Exact duplicates of the lines from the top of the data through the line containing "Show me the gabled roof in the picture above." are needed, with every picture left out.

**Saved entries**
╔══

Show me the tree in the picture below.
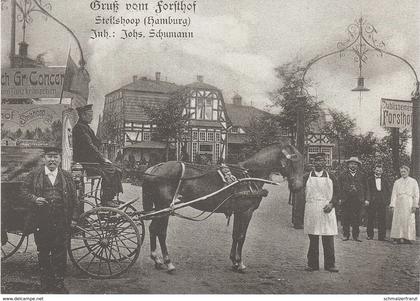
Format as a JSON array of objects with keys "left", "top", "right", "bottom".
[
  {"left": 322, "top": 108, "right": 356, "bottom": 163},
  {"left": 270, "top": 60, "right": 323, "bottom": 141},
  {"left": 142, "top": 89, "right": 190, "bottom": 161},
  {"left": 244, "top": 114, "right": 281, "bottom": 155}
]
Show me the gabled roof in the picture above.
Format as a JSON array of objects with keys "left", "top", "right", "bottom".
[
  {"left": 107, "top": 78, "right": 180, "bottom": 96},
  {"left": 225, "top": 103, "right": 271, "bottom": 129},
  {"left": 185, "top": 81, "right": 219, "bottom": 90}
]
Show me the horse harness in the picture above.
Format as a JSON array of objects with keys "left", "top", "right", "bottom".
[{"left": 168, "top": 162, "right": 269, "bottom": 221}]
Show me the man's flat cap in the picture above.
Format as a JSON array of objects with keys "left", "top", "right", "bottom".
[{"left": 76, "top": 104, "right": 93, "bottom": 114}]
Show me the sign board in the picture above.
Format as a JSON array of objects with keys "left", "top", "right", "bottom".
[
  {"left": 1, "top": 104, "right": 75, "bottom": 181},
  {"left": 380, "top": 98, "right": 412, "bottom": 130},
  {"left": 1, "top": 67, "right": 66, "bottom": 99}
]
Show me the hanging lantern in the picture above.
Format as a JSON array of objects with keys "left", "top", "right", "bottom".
[{"left": 351, "top": 77, "right": 370, "bottom": 92}]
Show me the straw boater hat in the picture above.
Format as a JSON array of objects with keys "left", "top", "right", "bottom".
[{"left": 346, "top": 156, "right": 362, "bottom": 165}]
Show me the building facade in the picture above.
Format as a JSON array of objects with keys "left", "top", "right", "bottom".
[{"left": 99, "top": 73, "right": 231, "bottom": 165}]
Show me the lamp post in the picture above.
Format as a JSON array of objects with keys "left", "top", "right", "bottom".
[
  {"left": 9, "top": 0, "right": 87, "bottom": 68},
  {"left": 299, "top": 17, "right": 419, "bottom": 181},
  {"left": 293, "top": 17, "right": 419, "bottom": 233}
]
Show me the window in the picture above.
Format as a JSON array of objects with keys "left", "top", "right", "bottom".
[
  {"left": 207, "top": 132, "right": 214, "bottom": 142},
  {"left": 215, "top": 143, "right": 220, "bottom": 162},
  {"left": 199, "top": 131, "right": 206, "bottom": 141},
  {"left": 192, "top": 142, "right": 198, "bottom": 162},
  {"left": 125, "top": 122, "right": 132, "bottom": 128},
  {"left": 143, "top": 131, "right": 151, "bottom": 141},
  {"left": 196, "top": 98, "right": 213, "bottom": 120},
  {"left": 215, "top": 132, "right": 221, "bottom": 142},
  {"left": 192, "top": 131, "right": 198, "bottom": 141}
]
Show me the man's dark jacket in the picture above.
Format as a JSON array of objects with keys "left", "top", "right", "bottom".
[
  {"left": 366, "top": 174, "right": 391, "bottom": 205},
  {"left": 21, "top": 166, "right": 78, "bottom": 232},
  {"left": 338, "top": 170, "right": 367, "bottom": 203},
  {"left": 72, "top": 120, "right": 105, "bottom": 164}
]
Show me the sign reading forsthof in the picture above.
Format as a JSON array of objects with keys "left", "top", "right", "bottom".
[
  {"left": 1, "top": 67, "right": 66, "bottom": 99},
  {"left": 380, "top": 98, "right": 412, "bottom": 130}
]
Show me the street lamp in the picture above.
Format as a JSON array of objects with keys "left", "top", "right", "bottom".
[
  {"left": 291, "top": 17, "right": 419, "bottom": 230},
  {"left": 10, "top": 0, "right": 87, "bottom": 68},
  {"left": 299, "top": 17, "right": 419, "bottom": 181}
]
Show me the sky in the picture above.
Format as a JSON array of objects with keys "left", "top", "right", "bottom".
[{"left": 1, "top": 0, "right": 419, "bottom": 135}]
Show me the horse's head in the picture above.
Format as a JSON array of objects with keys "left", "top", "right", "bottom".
[{"left": 276, "top": 144, "right": 304, "bottom": 192}]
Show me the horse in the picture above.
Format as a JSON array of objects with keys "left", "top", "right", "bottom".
[{"left": 142, "top": 141, "right": 304, "bottom": 272}]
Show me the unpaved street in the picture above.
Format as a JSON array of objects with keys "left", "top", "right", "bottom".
[{"left": 2, "top": 183, "right": 419, "bottom": 294}]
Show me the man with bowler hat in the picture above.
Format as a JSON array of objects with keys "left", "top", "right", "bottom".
[
  {"left": 303, "top": 152, "right": 339, "bottom": 272},
  {"left": 365, "top": 163, "right": 391, "bottom": 241},
  {"left": 72, "top": 104, "right": 123, "bottom": 207},
  {"left": 338, "top": 156, "right": 367, "bottom": 242},
  {"left": 21, "top": 146, "right": 78, "bottom": 293}
]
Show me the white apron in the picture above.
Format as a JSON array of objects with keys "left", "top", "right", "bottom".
[
  {"left": 304, "top": 171, "right": 338, "bottom": 235},
  {"left": 390, "top": 177, "right": 419, "bottom": 241}
]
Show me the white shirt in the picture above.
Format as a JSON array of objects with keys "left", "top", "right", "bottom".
[
  {"left": 375, "top": 177, "right": 381, "bottom": 191},
  {"left": 314, "top": 170, "right": 323, "bottom": 177},
  {"left": 44, "top": 166, "right": 58, "bottom": 185}
]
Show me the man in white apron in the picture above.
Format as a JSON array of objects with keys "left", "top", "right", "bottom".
[{"left": 304, "top": 153, "right": 339, "bottom": 272}]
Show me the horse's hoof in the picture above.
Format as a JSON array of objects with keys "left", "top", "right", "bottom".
[
  {"left": 166, "top": 263, "right": 176, "bottom": 273},
  {"left": 237, "top": 263, "right": 246, "bottom": 273},
  {"left": 151, "top": 253, "right": 164, "bottom": 270}
]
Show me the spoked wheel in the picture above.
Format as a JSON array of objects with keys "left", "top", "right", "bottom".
[
  {"left": 1, "top": 230, "right": 26, "bottom": 260},
  {"left": 68, "top": 207, "right": 142, "bottom": 279},
  {"left": 119, "top": 202, "right": 145, "bottom": 246}
]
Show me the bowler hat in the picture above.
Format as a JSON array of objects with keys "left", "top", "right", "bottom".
[
  {"left": 346, "top": 156, "right": 362, "bottom": 165},
  {"left": 43, "top": 145, "right": 62, "bottom": 154},
  {"left": 76, "top": 104, "right": 93, "bottom": 115}
]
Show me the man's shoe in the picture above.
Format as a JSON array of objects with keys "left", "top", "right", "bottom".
[
  {"left": 293, "top": 224, "right": 304, "bottom": 229},
  {"left": 54, "top": 280, "right": 69, "bottom": 294},
  {"left": 378, "top": 238, "right": 387, "bottom": 241},
  {"left": 304, "top": 266, "right": 319, "bottom": 272},
  {"left": 353, "top": 238, "right": 362, "bottom": 242},
  {"left": 325, "top": 266, "right": 339, "bottom": 273},
  {"left": 342, "top": 237, "right": 350, "bottom": 241},
  {"left": 366, "top": 236, "right": 373, "bottom": 240}
]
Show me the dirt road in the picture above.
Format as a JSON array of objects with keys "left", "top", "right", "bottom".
[{"left": 2, "top": 183, "right": 419, "bottom": 294}]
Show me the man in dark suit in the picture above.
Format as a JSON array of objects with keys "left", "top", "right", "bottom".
[
  {"left": 338, "top": 157, "right": 367, "bottom": 242},
  {"left": 21, "top": 146, "right": 78, "bottom": 293},
  {"left": 365, "top": 164, "right": 391, "bottom": 241},
  {"left": 72, "top": 104, "right": 123, "bottom": 207}
]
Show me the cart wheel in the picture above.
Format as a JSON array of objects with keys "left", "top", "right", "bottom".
[
  {"left": 119, "top": 203, "right": 145, "bottom": 244},
  {"left": 1, "top": 231, "right": 26, "bottom": 260},
  {"left": 68, "top": 207, "right": 141, "bottom": 279}
]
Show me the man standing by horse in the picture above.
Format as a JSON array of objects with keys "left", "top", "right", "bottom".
[
  {"left": 303, "top": 152, "right": 339, "bottom": 272},
  {"left": 21, "top": 146, "right": 78, "bottom": 293},
  {"left": 72, "top": 104, "right": 123, "bottom": 207}
]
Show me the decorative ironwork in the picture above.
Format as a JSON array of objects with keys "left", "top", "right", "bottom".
[
  {"left": 300, "top": 16, "right": 419, "bottom": 99},
  {"left": 15, "top": 0, "right": 51, "bottom": 42}
]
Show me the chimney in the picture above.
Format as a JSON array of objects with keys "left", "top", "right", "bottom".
[
  {"left": 133, "top": 75, "right": 138, "bottom": 82},
  {"left": 197, "top": 75, "right": 203, "bottom": 83},
  {"left": 155, "top": 72, "right": 161, "bottom": 81},
  {"left": 18, "top": 41, "right": 28, "bottom": 57},
  {"left": 232, "top": 94, "right": 242, "bottom": 106}
]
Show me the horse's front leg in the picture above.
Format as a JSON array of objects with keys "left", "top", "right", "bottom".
[{"left": 231, "top": 208, "right": 254, "bottom": 272}]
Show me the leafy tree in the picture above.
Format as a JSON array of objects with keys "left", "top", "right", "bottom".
[
  {"left": 244, "top": 114, "right": 281, "bottom": 155},
  {"left": 322, "top": 109, "right": 356, "bottom": 163},
  {"left": 270, "top": 60, "right": 323, "bottom": 140},
  {"left": 142, "top": 89, "right": 190, "bottom": 161}
]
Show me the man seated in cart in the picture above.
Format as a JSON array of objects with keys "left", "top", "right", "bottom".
[
  {"left": 72, "top": 104, "right": 123, "bottom": 207},
  {"left": 21, "top": 145, "right": 78, "bottom": 294}
]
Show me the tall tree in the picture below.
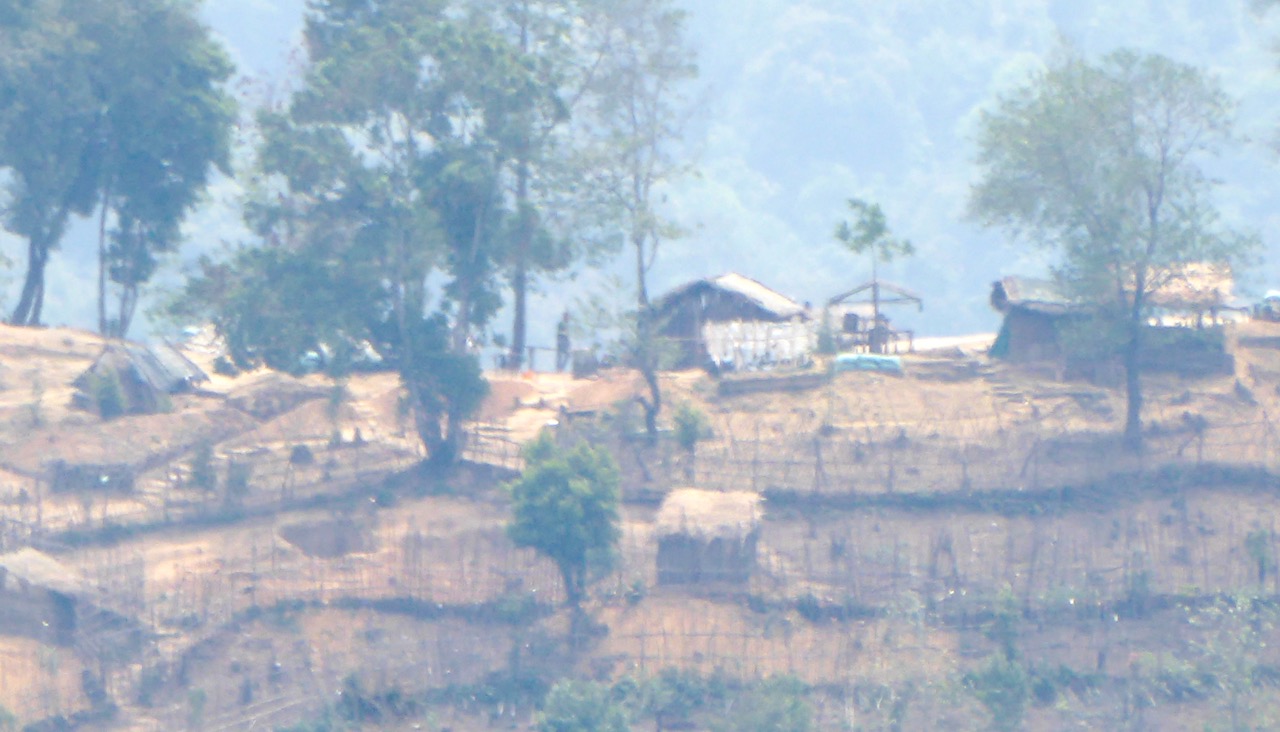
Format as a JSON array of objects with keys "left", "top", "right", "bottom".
[
  {"left": 580, "top": 0, "right": 696, "bottom": 438},
  {"left": 174, "top": 0, "right": 550, "bottom": 463},
  {"left": 969, "top": 49, "right": 1255, "bottom": 451},
  {"left": 507, "top": 432, "right": 620, "bottom": 614},
  {"left": 833, "top": 198, "right": 914, "bottom": 352},
  {"left": 0, "top": 0, "right": 234, "bottom": 328},
  {"left": 96, "top": 0, "right": 236, "bottom": 337}
]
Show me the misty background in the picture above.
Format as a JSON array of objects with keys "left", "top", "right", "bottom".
[{"left": 12, "top": 0, "right": 1280, "bottom": 351}]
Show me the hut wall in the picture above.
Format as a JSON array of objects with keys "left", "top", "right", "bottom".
[
  {"left": 1002, "top": 309, "right": 1062, "bottom": 363},
  {"left": 659, "top": 297, "right": 708, "bottom": 368},
  {"left": 0, "top": 574, "right": 75, "bottom": 646},
  {"left": 657, "top": 530, "right": 759, "bottom": 586},
  {"left": 702, "top": 321, "right": 812, "bottom": 368}
]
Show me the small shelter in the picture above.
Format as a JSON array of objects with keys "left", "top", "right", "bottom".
[
  {"left": 989, "top": 267, "right": 1237, "bottom": 375},
  {"left": 73, "top": 341, "right": 208, "bottom": 416},
  {"left": 653, "top": 273, "right": 811, "bottom": 369},
  {"left": 826, "top": 279, "right": 922, "bottom": 354},
  {"left": 0, "top": 548, "right": 92, "bottom": 645},
  {"left": 656, "top": 489, "right": 762, "bottom": 586},
  {"left": 988, "top": 276, "right": 1076, "bottom": 363}
]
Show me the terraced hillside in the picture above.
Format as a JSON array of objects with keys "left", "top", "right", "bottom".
[{"left": 0, "top": 322, "right": 1278, "bottom": 729}]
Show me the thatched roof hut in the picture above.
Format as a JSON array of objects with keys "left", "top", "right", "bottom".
[
  {"left": 653, "top": 273, "right": 812, "bottom": 369},
  {"left": 73, "top": 341, "right": 208, "bottom": 416},
  {"left": 655, "top": 489, "right": 763, "bottom": 586}
]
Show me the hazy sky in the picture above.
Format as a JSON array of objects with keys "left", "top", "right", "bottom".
[{"left": 17, "top": 0, "right": 1280, "bottom": 344}]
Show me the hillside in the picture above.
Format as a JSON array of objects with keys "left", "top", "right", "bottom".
[{"left": 0, "top": 323, "right": 1278, "bottom": 729}]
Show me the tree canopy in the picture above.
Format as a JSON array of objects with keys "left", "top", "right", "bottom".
[
  {"left": 507, "top": 432, "right": 621, "bottom": 611},
  {"left": 969, "top": 48, "right": 1255, "bottom": 449},
  {"left": 0, "top": 0, "right": 235, "bottom": 329}
]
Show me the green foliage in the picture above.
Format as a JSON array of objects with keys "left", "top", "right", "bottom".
[
  {"left": 715, "top": 676, "right": 812, "bottom": 732},
  {"left": 834, "top": 198, "right": 915, "bottom": 265},
  {"left": 536, "top": 680, "right": 629, "bottom": 732},
  {"left": 90, "top": 371, "right": 127, "bottom": 420},
  {"left": 985, "top": 587, "right": 1022, "bottom": 660},
  {"left": 189, "top": 442, "right": 217, "bottom": 493},
  {"left": 0, "top": 0, "right": 235, "bottom": 329},
  {"left": 1184, "top": 594, "right": 1280, "bottom": 730},
  {"left": 964, "top": 654, "right": 1029, "bottom": 732},
  {"left": 508, "top": 438, "right": 621, "bottom": 609},
  {"left": 187, "top": 687, "right": 207, "bottom": 730},
  {"left": 969, "top": 47, "right": 1257, "bottom": 448},
  {"left": 673, "top": 401, "right": 710, "bottom": 453},
  {"left": 639, "top": 667, "right": 715, "bottom": 728},
  {"left": 1245, "top": 530, "right": 1274, "bottom": 585}
]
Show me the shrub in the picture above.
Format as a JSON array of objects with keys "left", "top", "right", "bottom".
[
  {"left": 92, "top": 372, "right": 127, "bottom": 419},
  {"left": 673, "top": 401, "right": 710, "bottom": 454},
  {"left": 715, "top": 676, "right": 812, "bottom": 732},
  {"left": 537, "top": 680, "right": 629, "bottom": 732},
  {"left": 965, "top": 655, "right": 1029, "bottom": 732},
  {"left": 189, "top": 442, "right": 217, "bottom": 493}
]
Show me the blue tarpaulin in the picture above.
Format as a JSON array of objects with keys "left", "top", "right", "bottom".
[{"left": 833, "top": 353, "right": 904, "bottom": 374}]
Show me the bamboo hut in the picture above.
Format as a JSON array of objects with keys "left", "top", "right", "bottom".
[{"left": 656, "top": 489, "right": 763, "bottom": 586}]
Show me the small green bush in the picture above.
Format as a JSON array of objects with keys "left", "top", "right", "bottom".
[
  {"left": 92, "top": 372, "right": 127, "bottom": 419},
  {"left": 537, "top": 680, "right": 629, "bottom": 732},
  {"left": 189, "top": 442, "right": 217, "bottom": 493},
  {"left": 673, "top": 401, "right": 710, "bottom": 453}
]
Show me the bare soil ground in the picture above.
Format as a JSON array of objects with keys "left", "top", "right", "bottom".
[{"left": 3, "top": 322, "right": 1280, "bottom": 729}]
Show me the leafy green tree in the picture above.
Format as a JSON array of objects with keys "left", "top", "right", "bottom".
[
  {"left": 0, "top": 0, "right": 234, "bottom": 329},
  {"left": 579, "top": 0, "right": 697, "bottom": 438},
  {"left": 833, "top": 197, "right": 914, "bottom": 353},
  {"left": 474, "top": 0, "right": 608, "bottom": 371},
  {"left": 834, "top": 198, "right": 915, "bottom": 278},
  {"left": 1185, "top": 594, "right": 1280, "bottom": 731},
  {"left": 537, "top": 679, "right": 629, "bottom": 732},
  {"left": 507, "top": 432, "right": 621, "bottom": 612},
  {"left": 969, "top": 48, "right": 1256, "bottom": 450},
  {"left": 174, "top": 0, "right": 555, "bottom": 462}
]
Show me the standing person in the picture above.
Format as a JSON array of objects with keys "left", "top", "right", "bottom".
[{"left": 556, "top": 312, "right": 571, "bottom": 372}]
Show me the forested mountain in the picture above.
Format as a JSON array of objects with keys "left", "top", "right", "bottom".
[{"left": 10, "top": 0, "right": 1280, "bottom": 342}]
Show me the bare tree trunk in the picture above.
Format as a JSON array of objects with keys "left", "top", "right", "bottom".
[
  {"left": 11, "top": 235, "right": 50, "bottom": 326},
  {"left": 509, "top": 160, "right": 531, "bottom": 370},
  {"left": 1123, "top": 320, "right": 1143, "bottom": 452},
  {"left": 97, "top": 191, "right": 110, "bottom": 335},
  {"left": 635, "top": 228, "right": 661, "bottom": 441}
]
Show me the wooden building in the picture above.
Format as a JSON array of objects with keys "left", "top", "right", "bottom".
[
  {"left": 988, "top": 277, "right": 1077, "bottom": 363},
  {"left": 652, "top": 272, "right": 811, "bottom": 369},
  {"left": 0, "top": 549, "right": 91, "bottom": 645},
  {"left": 656, "top": 489, "right": 762, "bottom": 587},
  {"left": 989, "top": 268, "right": 1237, "bottom": 376}
]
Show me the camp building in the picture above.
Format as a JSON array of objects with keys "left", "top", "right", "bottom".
[
  {"left": 656, "top": 488, "right": 763, "bottom": 587},
  {"left": 652, "top": 272, "right": 811, "bottom": 369},
  {"left": 989, "top": 265, "right": 1237, "bottom": 377}
]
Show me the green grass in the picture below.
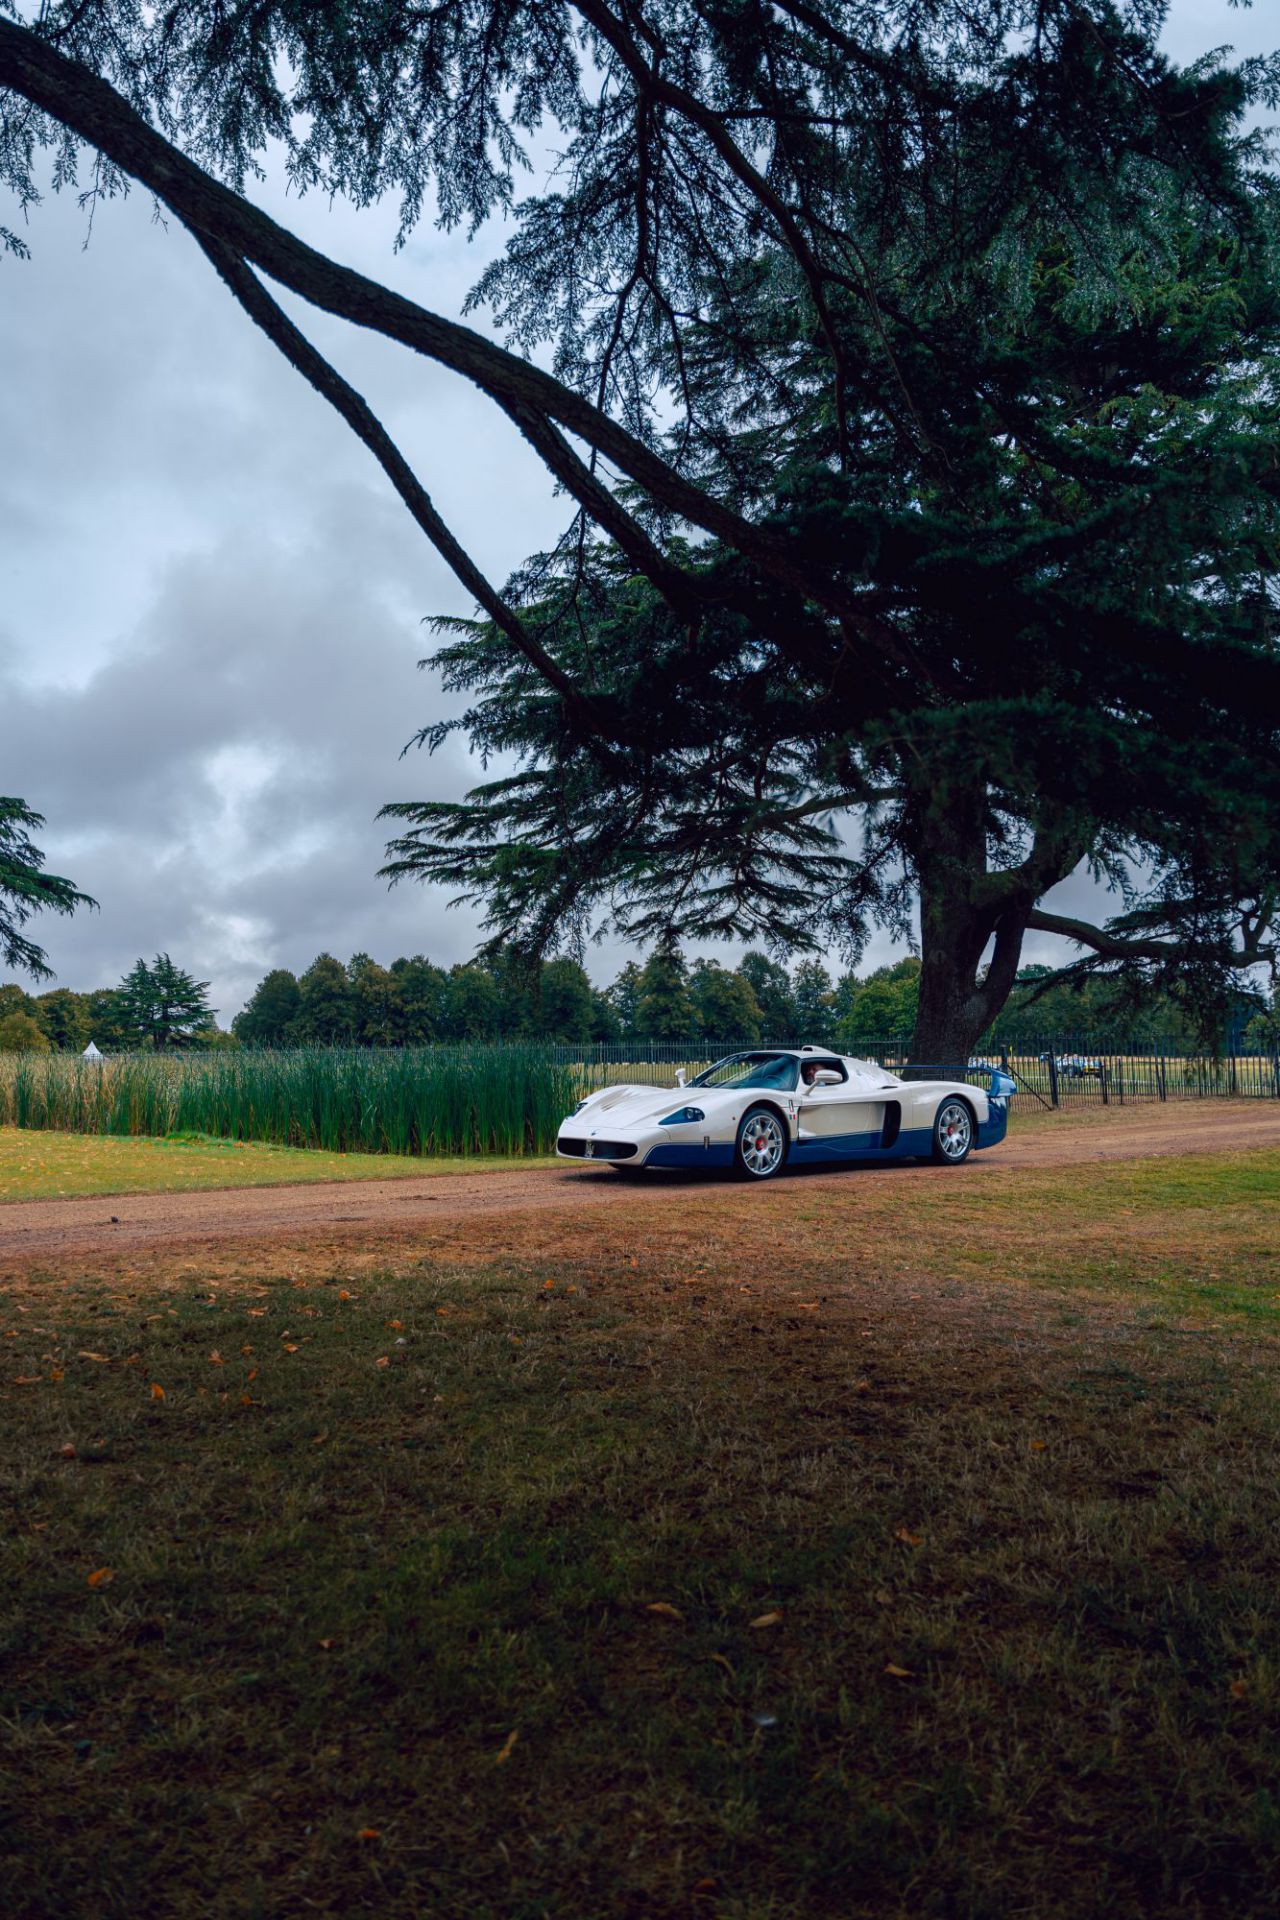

╚══

**Written response**
Show me the tree in the picture below.
Format as a JSON array of objects with keys "left", "top", "right", "bottom".
[
  {"left": 322, "top": 108, "right": 356, "bottom": 163},
  {"left": 270, "top": 60, "right": 323, "bottom": 141},
  {"left": 142, "top": 89, "right": 190, "bottom": 161},
  {"left": 244, "top": 114, "right": 281, "bottom": 155}
]
Show me the gabled roof in the picture above.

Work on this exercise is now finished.